The Lowdown:
November 29, 2016
November Featured Review
Demos Papadimas: Waiting
by Jason D. 'Diesel' Hamad
With Waiting, Youngstown’s Demos Papadimas brings his Greco-Americana style into new territory where wistful, philosophical lyrics dominate.
While he spends most of his time on classically American instruments like acoustic and resonator guitars, Papadimas’ four-string bouzouki adds a distinctly Greek flair to many of his songs. Photo by Jason D. ‘Diesel’ Hamad, No Surf Music.
“Nothing to get you dancin’ like murder ballads,” says Demos Papadimas, musing specifically about a traditional that anchors his newest release, Waiting, but saying something important about his musical philosophy in general.
“I can write fairly upbeat music naturally,” he says, “but lyrically… I don’t know.”
Papadimas’ Greco-Americana style is a musical portmanteau inspired by his own background. An American mother introduced him to Bob Dylan, from whom he worked back into this country’s folk and blues, while a Greek immigrant father provided a grounding in the Hellenic musical canon. He blends elements of both cultures’ traditions into an intriguing mash-up where bouzouki and pedal steel are equally at home.

* [Supplied records]:
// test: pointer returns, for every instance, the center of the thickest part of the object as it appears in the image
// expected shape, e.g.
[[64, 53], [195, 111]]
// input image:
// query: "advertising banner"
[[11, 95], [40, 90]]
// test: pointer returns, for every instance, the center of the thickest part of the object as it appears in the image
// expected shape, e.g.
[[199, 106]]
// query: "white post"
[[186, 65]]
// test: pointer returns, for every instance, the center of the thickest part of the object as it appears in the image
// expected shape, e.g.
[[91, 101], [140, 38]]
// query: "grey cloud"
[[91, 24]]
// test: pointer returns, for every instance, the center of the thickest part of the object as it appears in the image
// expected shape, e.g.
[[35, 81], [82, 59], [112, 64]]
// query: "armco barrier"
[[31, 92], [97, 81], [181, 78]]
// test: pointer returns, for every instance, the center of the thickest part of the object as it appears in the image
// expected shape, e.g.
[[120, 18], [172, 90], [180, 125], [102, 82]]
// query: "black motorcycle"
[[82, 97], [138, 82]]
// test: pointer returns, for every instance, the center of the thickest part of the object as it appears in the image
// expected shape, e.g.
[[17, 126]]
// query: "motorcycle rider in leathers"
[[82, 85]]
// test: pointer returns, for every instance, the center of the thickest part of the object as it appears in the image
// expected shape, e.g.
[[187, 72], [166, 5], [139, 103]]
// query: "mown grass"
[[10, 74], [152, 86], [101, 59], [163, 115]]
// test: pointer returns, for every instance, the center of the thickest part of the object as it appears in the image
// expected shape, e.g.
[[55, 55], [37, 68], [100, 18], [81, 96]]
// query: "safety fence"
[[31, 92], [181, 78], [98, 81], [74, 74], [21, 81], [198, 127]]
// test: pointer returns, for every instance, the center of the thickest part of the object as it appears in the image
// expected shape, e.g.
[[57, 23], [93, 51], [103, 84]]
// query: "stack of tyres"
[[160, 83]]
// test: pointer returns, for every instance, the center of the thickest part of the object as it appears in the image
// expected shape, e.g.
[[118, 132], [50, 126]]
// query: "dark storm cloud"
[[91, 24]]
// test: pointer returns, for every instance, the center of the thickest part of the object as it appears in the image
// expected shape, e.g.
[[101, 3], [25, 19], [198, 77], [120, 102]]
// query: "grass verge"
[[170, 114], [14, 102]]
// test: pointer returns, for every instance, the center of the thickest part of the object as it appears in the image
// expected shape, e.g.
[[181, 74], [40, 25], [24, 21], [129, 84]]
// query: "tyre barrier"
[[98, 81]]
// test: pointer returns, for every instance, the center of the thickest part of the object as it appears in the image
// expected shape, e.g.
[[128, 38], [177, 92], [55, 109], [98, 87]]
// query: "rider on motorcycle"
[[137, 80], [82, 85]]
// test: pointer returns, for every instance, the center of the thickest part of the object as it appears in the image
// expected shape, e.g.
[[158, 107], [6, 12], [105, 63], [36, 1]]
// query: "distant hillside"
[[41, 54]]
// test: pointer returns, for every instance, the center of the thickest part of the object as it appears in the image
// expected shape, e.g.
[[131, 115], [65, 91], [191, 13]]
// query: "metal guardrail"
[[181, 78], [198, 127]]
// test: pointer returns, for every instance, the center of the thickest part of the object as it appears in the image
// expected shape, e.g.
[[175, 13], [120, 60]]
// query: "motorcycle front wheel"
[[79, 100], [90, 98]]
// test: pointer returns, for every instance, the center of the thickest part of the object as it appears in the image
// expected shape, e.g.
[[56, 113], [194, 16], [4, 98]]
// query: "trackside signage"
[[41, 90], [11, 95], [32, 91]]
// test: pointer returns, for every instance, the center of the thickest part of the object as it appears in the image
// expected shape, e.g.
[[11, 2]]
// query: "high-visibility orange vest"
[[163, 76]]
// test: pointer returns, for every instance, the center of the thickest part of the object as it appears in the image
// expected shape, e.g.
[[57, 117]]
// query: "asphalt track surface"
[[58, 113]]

* [Tasks to carry out]:
1) Answer these questions using the review of Demos Papadimas' album:
(a) Which city is Papadimas from?
(b) Which instrument gives many of his songs a distinctly Greek flair?
(c) Who introduced him to Bob Dylan?
2) List every musical instrument named in the review of Demos Papadimas' album.

* [Outputs]:
1)
(a) Youngstown
(b) His four-string bouzouki
(c) His American mother

2)
- Acoustic guitar
- Resonator guitar
- Four-string bouzouki
- Pedal steel